■ **Referring expression data**:
== == ==
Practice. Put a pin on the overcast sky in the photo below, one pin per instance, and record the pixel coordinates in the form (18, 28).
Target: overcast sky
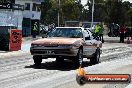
(85, 1)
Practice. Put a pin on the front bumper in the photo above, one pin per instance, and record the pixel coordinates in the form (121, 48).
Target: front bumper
(53, 51)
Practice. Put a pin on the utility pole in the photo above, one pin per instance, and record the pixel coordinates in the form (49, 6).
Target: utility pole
(58, 13)
(92, 13)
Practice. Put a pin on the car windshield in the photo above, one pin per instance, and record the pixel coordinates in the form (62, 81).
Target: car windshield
(66, 32)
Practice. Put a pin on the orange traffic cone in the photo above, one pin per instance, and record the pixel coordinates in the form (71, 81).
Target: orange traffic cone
(128, 41)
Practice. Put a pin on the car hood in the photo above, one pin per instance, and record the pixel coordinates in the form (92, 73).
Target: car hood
(56, 40)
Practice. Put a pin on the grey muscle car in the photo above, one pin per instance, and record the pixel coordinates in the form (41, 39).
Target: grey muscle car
(73, 43)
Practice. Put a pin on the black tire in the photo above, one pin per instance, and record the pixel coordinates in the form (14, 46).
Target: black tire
(37, 60)
(96, 58)
(79, 58)
(59, 60)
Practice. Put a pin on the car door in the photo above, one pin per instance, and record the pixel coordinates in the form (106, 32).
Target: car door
(90, 43)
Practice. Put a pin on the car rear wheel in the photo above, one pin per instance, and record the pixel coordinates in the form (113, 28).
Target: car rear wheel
(96, 58)
(79, 58)
(37, 60)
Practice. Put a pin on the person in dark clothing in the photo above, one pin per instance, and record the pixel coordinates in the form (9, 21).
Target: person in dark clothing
(35, 27)
(101, 33)
(122, 32)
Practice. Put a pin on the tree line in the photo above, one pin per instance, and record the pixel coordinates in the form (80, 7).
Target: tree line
(107, 11)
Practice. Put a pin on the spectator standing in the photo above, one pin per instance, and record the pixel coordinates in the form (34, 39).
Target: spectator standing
(101, 33)
(122, 32)
(97, 29)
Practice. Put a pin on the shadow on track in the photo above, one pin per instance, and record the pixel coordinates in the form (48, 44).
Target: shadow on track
(65, 66)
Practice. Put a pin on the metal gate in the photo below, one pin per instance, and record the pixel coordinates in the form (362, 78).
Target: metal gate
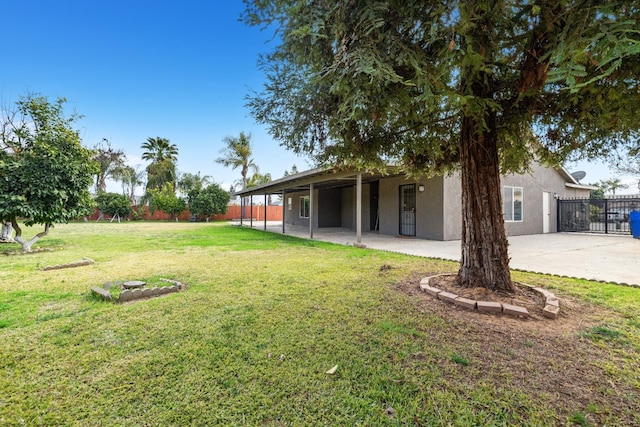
(606, 216)
(408, 210)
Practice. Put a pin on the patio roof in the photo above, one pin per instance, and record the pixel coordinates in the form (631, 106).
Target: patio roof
(321, 178)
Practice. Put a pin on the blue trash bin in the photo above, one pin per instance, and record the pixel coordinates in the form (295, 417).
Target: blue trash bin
(634, 222)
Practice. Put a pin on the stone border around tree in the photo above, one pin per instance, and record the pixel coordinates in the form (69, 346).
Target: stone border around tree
(135, 294)
(551, 309)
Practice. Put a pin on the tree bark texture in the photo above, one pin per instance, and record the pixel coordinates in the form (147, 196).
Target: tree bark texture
(7, 230)
(485, 260)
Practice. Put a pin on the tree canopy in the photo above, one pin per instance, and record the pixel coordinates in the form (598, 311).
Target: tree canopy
(163, 156)
(113, 204)
(478, 87)
(46, 172)
(237, 154)
(165, 199)
(208, 201)
(109, 160)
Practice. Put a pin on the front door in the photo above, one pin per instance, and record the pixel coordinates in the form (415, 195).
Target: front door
(408, 210)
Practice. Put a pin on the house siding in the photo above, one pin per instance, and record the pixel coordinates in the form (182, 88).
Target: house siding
(429, 210)
(438, 207)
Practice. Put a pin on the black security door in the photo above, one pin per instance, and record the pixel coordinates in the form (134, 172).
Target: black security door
(408, 210)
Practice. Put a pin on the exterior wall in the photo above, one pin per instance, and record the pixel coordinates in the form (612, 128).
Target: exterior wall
(429, 212)
(349, 207)
(330, 208)
(438, 207)
(452, 205)
(541, 179)
(293, 216)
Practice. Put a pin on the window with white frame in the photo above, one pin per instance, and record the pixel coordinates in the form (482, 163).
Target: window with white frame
(512, 203)
(304, 207)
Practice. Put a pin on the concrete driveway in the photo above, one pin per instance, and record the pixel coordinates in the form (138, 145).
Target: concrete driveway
(612, 258)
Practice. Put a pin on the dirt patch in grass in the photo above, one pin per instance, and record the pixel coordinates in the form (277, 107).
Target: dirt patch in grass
(554, 361)
(523, 296)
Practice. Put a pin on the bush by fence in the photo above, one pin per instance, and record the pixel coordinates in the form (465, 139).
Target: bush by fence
(258, 212)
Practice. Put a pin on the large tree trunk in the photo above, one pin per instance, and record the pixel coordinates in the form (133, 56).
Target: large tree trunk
(485, 261)
(27, 244)
(7, 230)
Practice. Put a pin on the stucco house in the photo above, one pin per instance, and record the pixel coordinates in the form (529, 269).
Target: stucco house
(430, 208)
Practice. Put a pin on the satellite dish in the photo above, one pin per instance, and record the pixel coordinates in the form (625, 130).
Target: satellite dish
(579, 175)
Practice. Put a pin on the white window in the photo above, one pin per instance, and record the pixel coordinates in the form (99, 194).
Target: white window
(304, 207)
(512, 203)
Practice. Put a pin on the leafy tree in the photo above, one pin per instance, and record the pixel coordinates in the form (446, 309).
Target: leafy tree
(163, 156)
(46, 172)
(208, 201)
(114, 204)
(258, 179)
(479, 87)
(165, 199)
(628, 165)
(237, 154)
(130, 178)
(108, 160)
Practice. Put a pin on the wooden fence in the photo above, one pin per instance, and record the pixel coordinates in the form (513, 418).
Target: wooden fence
(273, 213)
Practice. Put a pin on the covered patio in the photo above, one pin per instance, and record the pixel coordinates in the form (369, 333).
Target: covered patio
(310, 182)
(611, 258)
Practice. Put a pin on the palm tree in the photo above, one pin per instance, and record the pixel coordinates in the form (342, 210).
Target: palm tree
(259, 179)
(130, 179)
(163, 156)
(108, 160)
(237, 154)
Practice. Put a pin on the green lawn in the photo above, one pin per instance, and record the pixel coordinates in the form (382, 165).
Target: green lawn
(265, 316)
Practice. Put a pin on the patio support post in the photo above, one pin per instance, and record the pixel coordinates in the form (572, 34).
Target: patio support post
(359, 208)
(311, 211)
(284, 208)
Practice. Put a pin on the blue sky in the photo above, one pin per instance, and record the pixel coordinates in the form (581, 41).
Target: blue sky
(146, 68)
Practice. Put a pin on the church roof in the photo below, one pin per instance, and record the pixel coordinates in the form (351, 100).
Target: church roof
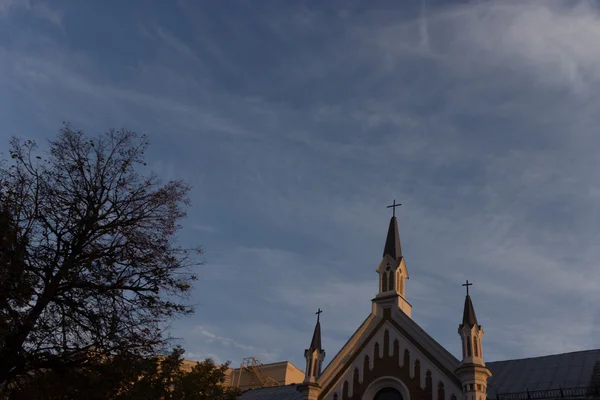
(567, 371)
(392, 242)
(511, 379)
(469, 317)
(288, 392)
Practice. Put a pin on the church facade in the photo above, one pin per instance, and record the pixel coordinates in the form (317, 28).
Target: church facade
(390, 357)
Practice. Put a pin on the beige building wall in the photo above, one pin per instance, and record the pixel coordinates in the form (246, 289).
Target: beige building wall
(283, 373)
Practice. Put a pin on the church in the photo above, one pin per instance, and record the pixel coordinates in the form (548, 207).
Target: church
(390, 357)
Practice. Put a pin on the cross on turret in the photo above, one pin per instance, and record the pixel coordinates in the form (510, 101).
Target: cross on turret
(393, 207)
(467, 285)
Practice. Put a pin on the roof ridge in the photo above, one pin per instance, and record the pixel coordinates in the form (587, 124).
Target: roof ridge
(546, 355)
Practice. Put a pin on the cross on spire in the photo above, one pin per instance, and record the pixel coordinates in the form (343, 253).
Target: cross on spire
(467, 285)
(393, 207)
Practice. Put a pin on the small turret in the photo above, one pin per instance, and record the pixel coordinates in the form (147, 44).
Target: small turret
(314, 354)
(472, 370)
(392, 272)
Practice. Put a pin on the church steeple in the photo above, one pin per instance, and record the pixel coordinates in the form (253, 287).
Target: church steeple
(392, 271)
(315, 354)
(472, 370)
(392, 242)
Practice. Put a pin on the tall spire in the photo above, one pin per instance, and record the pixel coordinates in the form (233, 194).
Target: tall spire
(469, 318)
(315, 343)
(472, 370)
(314, 355)
(392, 272)
(392, 241)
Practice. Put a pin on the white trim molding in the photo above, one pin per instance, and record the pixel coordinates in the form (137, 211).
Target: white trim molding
(385, 382)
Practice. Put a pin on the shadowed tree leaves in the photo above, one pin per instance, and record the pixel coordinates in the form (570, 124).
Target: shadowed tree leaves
(130, 378)
(89, 265)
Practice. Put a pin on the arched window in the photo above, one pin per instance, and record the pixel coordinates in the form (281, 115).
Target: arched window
(386, 343)
(418, 371)
(384, 281)
(441, 391)
(428, 381)
(388, 394)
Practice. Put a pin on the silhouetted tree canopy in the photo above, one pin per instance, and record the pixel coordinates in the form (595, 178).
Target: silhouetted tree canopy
(130, 378)
(89, 265)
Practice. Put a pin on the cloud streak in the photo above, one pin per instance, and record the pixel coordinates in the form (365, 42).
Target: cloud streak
(297, 125)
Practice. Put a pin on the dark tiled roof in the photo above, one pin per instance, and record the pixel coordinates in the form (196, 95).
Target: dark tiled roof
(392, 242)
(469, 317)
(288, 392)
(315, 343)
(567, 370)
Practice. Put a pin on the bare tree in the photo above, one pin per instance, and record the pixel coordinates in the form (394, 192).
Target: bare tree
(89, 264)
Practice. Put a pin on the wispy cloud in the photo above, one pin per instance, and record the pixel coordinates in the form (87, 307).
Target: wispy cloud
(296, 125)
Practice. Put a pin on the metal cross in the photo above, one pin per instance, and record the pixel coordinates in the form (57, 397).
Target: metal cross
(393, 207)
(467, 285)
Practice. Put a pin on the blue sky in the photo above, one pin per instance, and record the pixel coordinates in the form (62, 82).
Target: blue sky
(296, 123)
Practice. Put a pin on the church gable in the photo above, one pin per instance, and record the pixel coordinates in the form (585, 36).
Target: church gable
(388, 354)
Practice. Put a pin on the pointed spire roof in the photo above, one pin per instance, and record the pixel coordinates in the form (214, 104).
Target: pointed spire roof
(315, 343)
(392, 242)
(469, 317)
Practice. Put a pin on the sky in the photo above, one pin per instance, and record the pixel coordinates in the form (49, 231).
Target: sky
(297, 123)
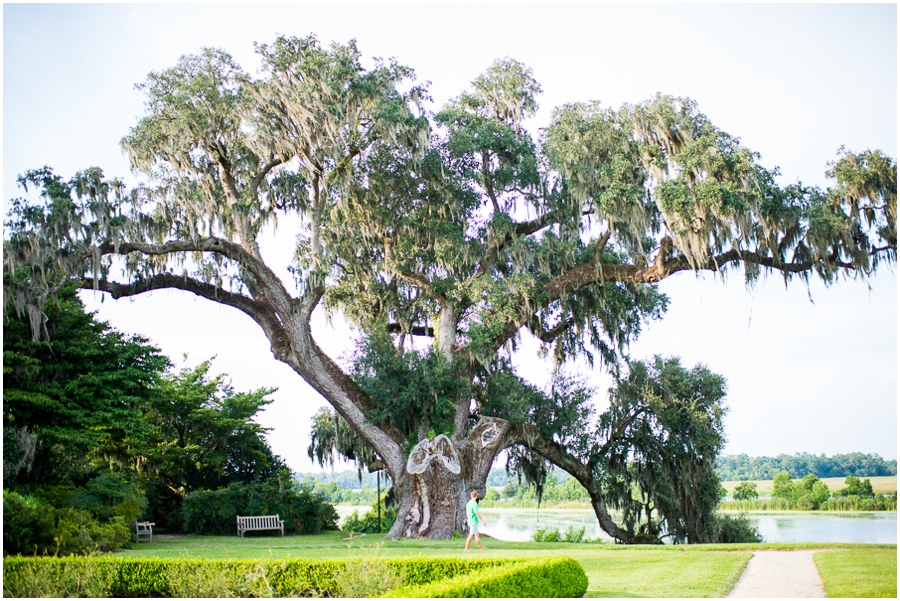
== == ==
■ **TASK INSTRUCTIONS**: Copy nothing but the lines from the top of the data down to the line containing "Practice. Put a pin on the person", and leave the pictures out.

■ **FINISHED TASK**:
Practice. Put a pin on the overcast sky in the photo below, one pin per instance, and record the pixel coordinates in the form (18, 28).
Target: overcast sky
(85, 1)
Practice. Put a pin on the front bumper in the photo above, one pin per instance, and record the pixel coordinates in the form (121, 48).
Target: front bumper
(53, 51)
Practice. Put a pin on the utility pole in the photo above, one pin per instance, and record the pixel coordinates in the form (49, 6).
Target: utility pole
(58, 13)
(92, 13)
Practice. Put a pin on the car windshield in the photo above, one pin per instance, and record the pixel coordinates in the form (62, 81).
Target: car windshield
(66, 32)
Practice. Put a pin on the orange traffic cone in the photo above, one pin per instance, and record the pixel coordinates in the form (71, 81).
Target: orange traffic cone
(128, 41)
Practice. Put a pin on the car hood in the photo above, one pin per instance, and record the pixel coordinates in the form (92, 73).
Target: car hood
(56, 40)
Practice. Put a pin on the grey muscle car in the photo above, one pin per instance, and record the pixel coordinates in the form (41, 39).
Target: grey muscle car
(73, 43)
Practice. Put a pin on the black tire in the photo above, one pin per instance, and record the pixel coordinates in the form (14, 46).
Target: black tire
(37, 60)
(96, 58)
(79, 58)
(59, 60)
Practice. Put a pin on the car door in the photo above, one pin per instance, and record the pixel coordinates in the form (106, 32).
Target: car door
(90, 43)
Practice. Put a pin on the car rear wheel in the photo above, one pin per instance, and record the pixel coordinates in the form (113, 28).
Target: car rear wheel
(96, 58)
(79, 58)
(37, 60)
Practice. Put a pin on the person in dark clothing in the photo above, one pin per instance, and record the pixel coordinates in the form (9, 21).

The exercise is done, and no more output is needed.